** Start of Data to process **
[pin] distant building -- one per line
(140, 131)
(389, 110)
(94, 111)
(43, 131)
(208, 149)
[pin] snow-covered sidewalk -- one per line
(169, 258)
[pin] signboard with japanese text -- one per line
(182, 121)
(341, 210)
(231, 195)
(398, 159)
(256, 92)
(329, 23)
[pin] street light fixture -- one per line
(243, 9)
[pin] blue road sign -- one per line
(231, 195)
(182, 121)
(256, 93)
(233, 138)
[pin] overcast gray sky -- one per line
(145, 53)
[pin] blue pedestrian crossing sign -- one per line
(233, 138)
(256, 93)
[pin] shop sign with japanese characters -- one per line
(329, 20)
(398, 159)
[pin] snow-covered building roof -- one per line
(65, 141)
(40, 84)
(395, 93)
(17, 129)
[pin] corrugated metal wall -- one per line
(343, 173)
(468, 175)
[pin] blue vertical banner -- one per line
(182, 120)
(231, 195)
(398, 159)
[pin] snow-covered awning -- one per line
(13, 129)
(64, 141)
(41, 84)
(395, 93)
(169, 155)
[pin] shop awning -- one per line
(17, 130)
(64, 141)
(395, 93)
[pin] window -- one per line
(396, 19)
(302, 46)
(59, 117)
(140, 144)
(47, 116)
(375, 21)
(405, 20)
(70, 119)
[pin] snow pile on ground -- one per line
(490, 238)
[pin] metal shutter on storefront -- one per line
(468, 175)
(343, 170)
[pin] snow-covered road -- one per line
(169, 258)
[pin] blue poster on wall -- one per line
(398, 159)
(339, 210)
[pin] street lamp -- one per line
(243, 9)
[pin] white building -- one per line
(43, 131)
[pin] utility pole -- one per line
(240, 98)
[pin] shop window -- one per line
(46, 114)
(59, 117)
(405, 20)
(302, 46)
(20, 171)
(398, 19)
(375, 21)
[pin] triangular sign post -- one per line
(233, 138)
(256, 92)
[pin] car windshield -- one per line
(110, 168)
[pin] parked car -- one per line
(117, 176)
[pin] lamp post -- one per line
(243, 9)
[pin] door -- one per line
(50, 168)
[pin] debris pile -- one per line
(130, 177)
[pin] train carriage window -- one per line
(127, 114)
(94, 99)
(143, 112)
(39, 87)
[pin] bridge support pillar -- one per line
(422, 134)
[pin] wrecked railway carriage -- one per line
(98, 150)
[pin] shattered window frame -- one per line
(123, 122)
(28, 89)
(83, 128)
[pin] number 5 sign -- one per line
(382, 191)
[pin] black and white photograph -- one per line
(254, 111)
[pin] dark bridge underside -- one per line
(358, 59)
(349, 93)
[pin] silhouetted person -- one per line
** End of Data to process **
## Exercise directions
Copy the data above line for line, with no changes.

## Complete response
[pin] distant building -- one per line
(140, 131)
(389, 110)
(94, 111)
(43, 131)
(208, 149)
[pin] snow-covered sidewalk -- one per line
(169, 258)
[pin] signboard with japanese text -- one per line
(182, 121)
(341, 210)
(231, 195)
(398, 159)
(256, 92)
(329, 23)
[pin] street light fixture -- one per line
(243, 9)
[pin] blue road sign -- one per line
(231, 195)
(182, 121)
(256, 93)
(233, 138)
[pin] overcast gray sky -- one per line
(145, 53)
[pin] blue pedestrian crossing sign -- one per line
(233, 138)
(256, 93)
[pin] shop sign with japanese characters -- one per line
(329, 20)
(398, 159)
[pin] snow-covered building roof -- one per line
(65, 141)
(40, 84)
(395, 93)
(17, 129)
[pin] corrugated metal wall -- one per line
(343, 173)
(468, 175)
[pin] blue vertical banner -- one per line
(182, 120)
(231, 195)
(398, 159)
[pin] snow-covered awning -- one per line
(13, 129)
(64, 141)
(41, 84)
(395, 93)
(169, 155)
[pin] shop awning -- one per line
(17, 130)
(64, 141)
(395, 93)
[pin] window -- one per line
(396, 19)
(302, 46)
(59, 117)
(140, 144)
(47, 116)
(375, 21)
(405, 20)
(70, 119)
[pin] snow pile on ground -- one per line
(490, 238)
[pin] metal shutter on storefront -- one per line
(468, 175)
(343, 170)
[pin] snow-covered road -- one per line
(169, 258)
[pin] blue poster on wall -- one per line
(398, 159)
(339, 210)
[pin] street lamp -- one per line
(243, 9)
[pin] white building -- one per line
(43, 131)
[pin] utility pole -- one per line
(240, 98)
[pin] shop window -- one per line
(46, 114)
(59, 117)
(405, 20)
(302, 46)
(20, 171)
(398, 19)
(375, 21)
[pin] triangular sign post -- one per line
(233, 138)
(256, 92)
[pin] car windshield -- one per line
(110, 168)
[pin] parked car -- one per line
(117, 176)
[pin] lamp post -- one per line
(243, 9)
[pin] door -- one per line
(50, 168)
[pin] debris pile -- one per line
(130, 177)
[pin] train carriage window -- one per line
(127, 114)
(94, 99)
(143, 112)
(39, 87)
[pin] bridge support pillar -- one per line
(422, 134)
[pin] wrecked railway carriage -- one per line
(98, 150)
[pin] shattered window frame -- one per line
(123, 122)
(28, 89)
(83, 128)
[pin] number 5 sign -- one per line
(382, 191)
[pin] black and white photograph -- one per line
(254, 111)
[pin] dark bridge underside -- one per line
(358, 59)
(349, 93)
[pin] silhouetted person -- one per line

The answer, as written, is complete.